How to complete this task — Each line that includes the word "instance" should be copied from the records.

Collection entries —
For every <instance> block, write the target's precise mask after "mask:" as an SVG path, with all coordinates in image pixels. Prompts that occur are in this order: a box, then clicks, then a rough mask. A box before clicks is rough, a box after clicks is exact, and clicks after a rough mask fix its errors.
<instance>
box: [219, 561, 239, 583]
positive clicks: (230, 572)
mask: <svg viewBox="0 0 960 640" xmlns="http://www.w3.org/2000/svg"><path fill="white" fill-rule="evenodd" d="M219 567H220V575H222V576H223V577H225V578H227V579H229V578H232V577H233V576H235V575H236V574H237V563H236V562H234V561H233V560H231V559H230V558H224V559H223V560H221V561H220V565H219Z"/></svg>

Answer to the problem —
For every <instance> block, write the target's precise mask after "mask:" as an SVG path, with all coordinates in image pixels. Prompts that occur are in this order: a box, then clicks, then a rough mask. A box before clicks is rough, a box after clicks is exact, and clicks after a rough mask fix its errors.
<instance>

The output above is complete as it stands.